*** Opening of Data for this task ***

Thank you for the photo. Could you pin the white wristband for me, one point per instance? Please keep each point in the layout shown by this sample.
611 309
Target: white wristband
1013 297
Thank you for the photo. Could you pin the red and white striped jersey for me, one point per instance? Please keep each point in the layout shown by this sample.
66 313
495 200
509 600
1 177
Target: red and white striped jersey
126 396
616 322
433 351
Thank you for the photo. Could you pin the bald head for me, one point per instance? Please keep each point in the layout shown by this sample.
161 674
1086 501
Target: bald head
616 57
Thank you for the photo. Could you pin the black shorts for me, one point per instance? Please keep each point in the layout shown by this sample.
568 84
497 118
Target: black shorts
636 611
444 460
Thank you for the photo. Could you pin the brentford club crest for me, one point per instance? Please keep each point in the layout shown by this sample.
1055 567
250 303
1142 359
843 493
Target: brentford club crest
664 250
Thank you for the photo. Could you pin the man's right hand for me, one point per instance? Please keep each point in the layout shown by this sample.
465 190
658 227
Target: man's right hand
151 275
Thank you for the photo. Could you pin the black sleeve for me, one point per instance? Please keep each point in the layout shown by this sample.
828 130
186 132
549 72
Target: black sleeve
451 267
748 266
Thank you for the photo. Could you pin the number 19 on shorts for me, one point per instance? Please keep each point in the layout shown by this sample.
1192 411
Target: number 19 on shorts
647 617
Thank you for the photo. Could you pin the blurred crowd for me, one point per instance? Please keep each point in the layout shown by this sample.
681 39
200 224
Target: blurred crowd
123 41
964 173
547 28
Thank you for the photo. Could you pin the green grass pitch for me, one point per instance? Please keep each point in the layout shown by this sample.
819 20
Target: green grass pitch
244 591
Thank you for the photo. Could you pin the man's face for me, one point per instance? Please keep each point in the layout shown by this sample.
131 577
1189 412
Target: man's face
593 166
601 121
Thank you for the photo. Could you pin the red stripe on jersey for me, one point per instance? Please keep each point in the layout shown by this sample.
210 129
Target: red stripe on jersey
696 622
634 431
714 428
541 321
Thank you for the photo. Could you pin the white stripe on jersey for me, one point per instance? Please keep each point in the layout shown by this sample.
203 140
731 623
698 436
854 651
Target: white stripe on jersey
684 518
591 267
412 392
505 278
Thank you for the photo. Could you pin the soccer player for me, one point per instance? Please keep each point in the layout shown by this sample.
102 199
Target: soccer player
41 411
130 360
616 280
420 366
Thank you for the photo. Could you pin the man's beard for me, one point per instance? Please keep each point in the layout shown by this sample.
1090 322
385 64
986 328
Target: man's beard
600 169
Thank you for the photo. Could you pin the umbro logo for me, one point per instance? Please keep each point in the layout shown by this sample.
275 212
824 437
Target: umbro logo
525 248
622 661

*** Close of Data for this task ***

What is required » Every entry must be repeated exactly; none may be skipped.

Exercise result »
Thank you for the photo. Could you pin the white wristband for me, one point per instance? Please keep each point in the layout shown by this sample.
611 309
Target: white wristband
1013 297
Thank you for the photo. Could you pin the red and white striped jersey for me, one point per instance? Please keep each point in the layout shown by this sample.
66 313
495 200
509 600
1 177
Target: red and white striped jersey
126 396
616 322
433 351
Thank you for the photo. Could you pin the bald head for me, one point per instance? Please keep each point in the layout shown by this sample.
161 674
1086 501
Target: bald head
616 57
Thank you for the photo. Could you pin the black shorts for me, one point per instance? Please keep each point in the layout shown by this sample.
568 84
497 118
Target: black shorts
636 611
444 460
Thank you for the photo. Could you pin the brentford club crest for me, one point per instance? Please keep each point in the layout shown by this sample.
1055 567
250 303
1142 359
843 493
Target: brentford club crest
664 250
Thank you for the photo. Could you pin the man's right hand for me, one point per instance? Please keep each point in the layout shown by this sample.
465 190
658 227
Target: man's right hand
151 275
Thank you for the photo. Could you pin the black sleeve for me, one point per instance? Please keep each point in the layout shown by this sample.
828 130
186 132
549 72
Target: black sleeve
451 267
748 266
Thank you for the photo. Could you pin the number 19 on shorts for me, one point per instance? Please keep each point in the layout shown by this sample.
1192 411
Target: number 19 on shorts
647 617
Thank you for the photo. Could you pin the blurred crowd for me, one point per instance? Please keep each point in the layout shown by this sample.
681 39
200 224
Target: blurred crowd
123 41
964 173
547 28
Thank you for the photo. Could you pin the green grass pitch for me, one point per instance? Please keep each point in the layout shown by this sample.
819 20
Target: green grass pitch
244 591
Thank you for the photo. Could you pin the man's face for me, one point per instance? Please keep each point in the layout shown by this sample.
131 577
1189 412
Target: man's face
593 166
601 121
Thank you for the photo. Could you pin the red stripe on jersey for me, one point per instance? Please keep each point in the layout shown by this sample.
210 129
Target: red stripe on jersey
696 622
634 431
714 428
541 321
Thank you for the photo. Could you pin the white stripe on jersey for me, one point per instance? Please keep each point in the layout shown by this sample.
203 140
731 623
698 436
854 651
Target: white stripe on jersey
684 518
591 267
412 392
505 278
Thank you for the photo. Could you pin the soccer player for me, one point per instance? Please keep each point in the layout shown by this sample.
102 199
Target: soccer player
41 411
130 360
616 280
420 366
Thank you for the photo. Could you pin the man's beard for me, one point per instance? Please keep each point in the layout shown by this sample.
1090 322
385 64
986 328
Target: man's beard
600 169
Thank you for the photo. Could you pin the umbro logo for me, one point per instance? Please keep each point in the layout shown by this sample.
275 212
824 437
Target: umbro logo
525 248
622 661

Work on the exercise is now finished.